### Given text ###

It was back in the '90s, the seventh season of Seinfeld, and Kramer gets a new phone number. People begin dialing it by accident, thinking it is Slutsy's business, and so Kramer finally decides to go with it.
Answering his phone: Hello, and welcome to Moviefone. If you know the name of the movie you would like to see, press 1.
Indeed, Adam Slutsky's first entrepreneurial venture was a little business called Moviefone, which he eventually sold to AOL at the height of the dot-com boom in 1999. Selling price? A cool half-billion dollars. Those were the days!
That Slutsky has created not one, but two businesses that routinely gross more than $100 million a year really should be no surprise. He caught the entrepreneurial bug early and has run with it ever since.
Back in college, at Cornell, he started out selling T-shirts to make some extra money, and by the time he got to Columbia Business School, he knew that entrepreneurship was for him, even if all of his classmates were s et on conquering Wall Street.

### Entries provided ###

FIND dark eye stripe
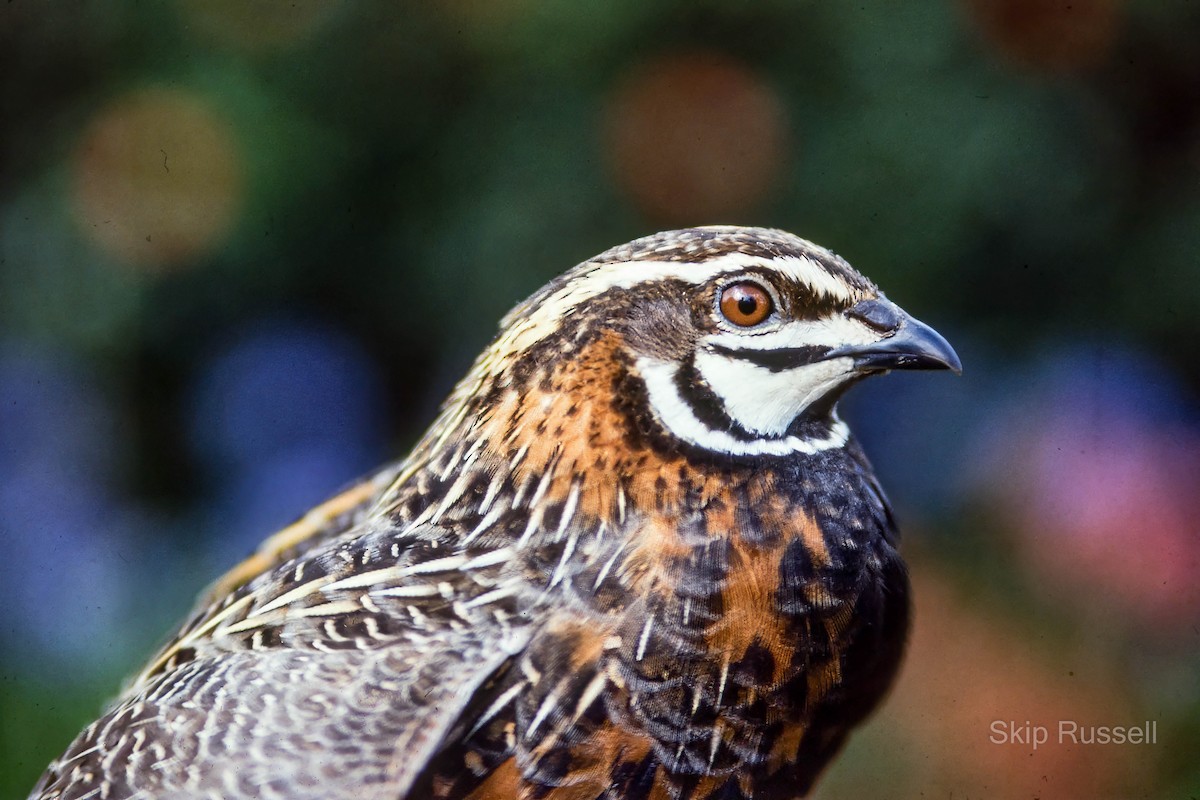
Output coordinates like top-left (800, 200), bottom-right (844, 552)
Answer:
top-left (712, 344), bottom-right (830, 372)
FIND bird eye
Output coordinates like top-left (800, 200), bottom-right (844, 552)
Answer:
top-left (720, 281), bottom-right (775, 327)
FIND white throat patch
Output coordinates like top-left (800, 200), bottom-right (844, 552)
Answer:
top-left (637, 356), bottom-right (850, 456)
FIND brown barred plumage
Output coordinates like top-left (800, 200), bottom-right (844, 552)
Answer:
top-left (34, 228), bottom-right (959, 800)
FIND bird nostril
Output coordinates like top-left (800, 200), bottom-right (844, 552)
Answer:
top-left (846, 300), bottom-right (904, 333)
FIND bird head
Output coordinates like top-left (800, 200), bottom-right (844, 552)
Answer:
top-left (463, 227), bottom-right (961, 457)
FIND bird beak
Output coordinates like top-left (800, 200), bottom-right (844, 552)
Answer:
top-left (826, 299), bottom-right (962, 375)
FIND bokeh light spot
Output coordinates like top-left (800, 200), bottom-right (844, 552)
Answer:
top-left (73, 89), bottom-right (244, 269)
top-left (966, 0), bottom-right (1120, 72)
top-left (605, 53), bottom-right (788, 223)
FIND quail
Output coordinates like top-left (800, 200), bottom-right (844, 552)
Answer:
top-left (32, 227), bottom-right (960, 800)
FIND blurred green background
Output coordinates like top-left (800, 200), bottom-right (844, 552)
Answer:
top-left (0, 0), bottom-right (1200, 800)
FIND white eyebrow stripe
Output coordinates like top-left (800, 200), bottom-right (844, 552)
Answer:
top-left (637, 356), bottom-right (850, 456)
top-left (496, 253), bottom-right (857, 353)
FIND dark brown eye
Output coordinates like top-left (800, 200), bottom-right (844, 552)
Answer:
top-left (720, 281), bottom-right (774, 327)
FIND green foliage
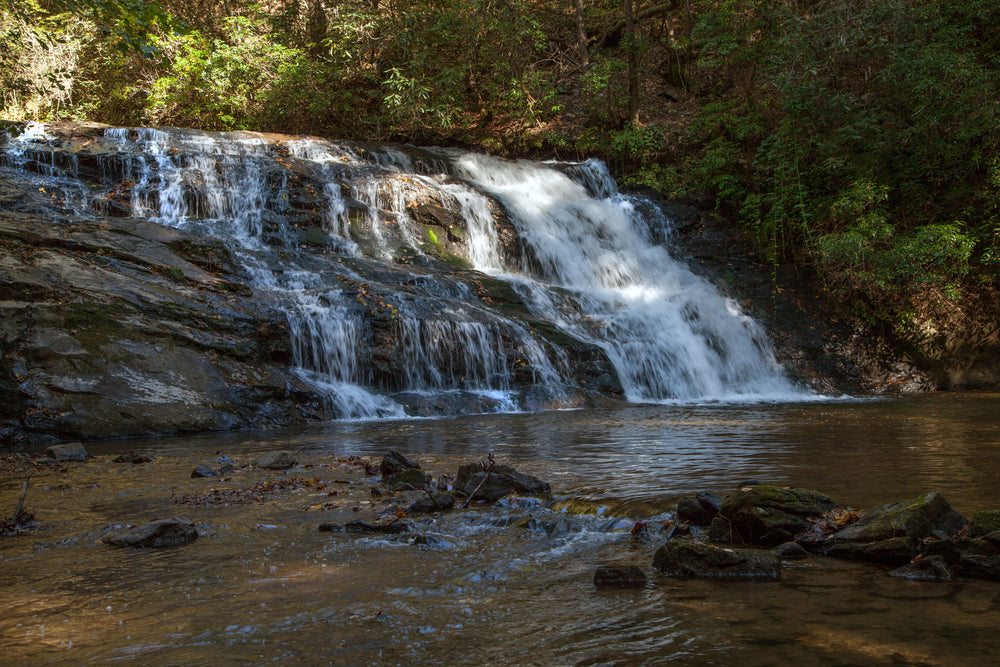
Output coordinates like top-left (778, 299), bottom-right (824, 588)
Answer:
top-left (685, 0), bottom-right (1000, 319)
top-left (147, 17), bottom-right (322, 129)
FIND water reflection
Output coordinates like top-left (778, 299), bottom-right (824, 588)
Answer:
top-left (0, 394), bottom-right (1000, 665)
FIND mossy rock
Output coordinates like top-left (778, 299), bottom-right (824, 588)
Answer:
top-left (831, 491), bottom-right (965, 543)
top-left (653, 540), bottom-right (781, 579)
top-left (969, 510), bottom-right (1000, 538)
top-left (721, 484), bottom-right (840, 546)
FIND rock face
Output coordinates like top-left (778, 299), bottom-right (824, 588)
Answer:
top-left (720, 484), bottom-right (840, 546)
top-left (594, 565), bottom-right (646, 588)
top-left (0, 125), bottom-right (623, 445)
top-left (45, 442), bottom-right (88, 461)
top-left (378, 449), bottom-right (420, 477)
top-left (677, 491), bottom-right (722, 526)
top-left (254, 452), bottom-right (295, 470)
top-left (104, 517), bottom-right (198, 549)
top-left (455, 463), bottom-right (552, 502)
top-left (653, 540), bottom-right (781, 579)
top-left (823, 491), bottom-right (965, 565)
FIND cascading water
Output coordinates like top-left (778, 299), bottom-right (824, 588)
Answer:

###

Rewrite the part of the Moviefone passage that opens with the words containing "It was back" and closes with "see, press 1.", putting "George" wherever "Kramer" appears. Answer using only the text.

It was back in the '90s, the seventh season of Seinfeld, and George gets a new phone number. People begin dialing it by accident, thinking it is Slutsy's business, and so George finally decides to go with it.
Answering his phone: Hello, and welcome to Moviefone. If you know the name of the movie you would like to see, press 1.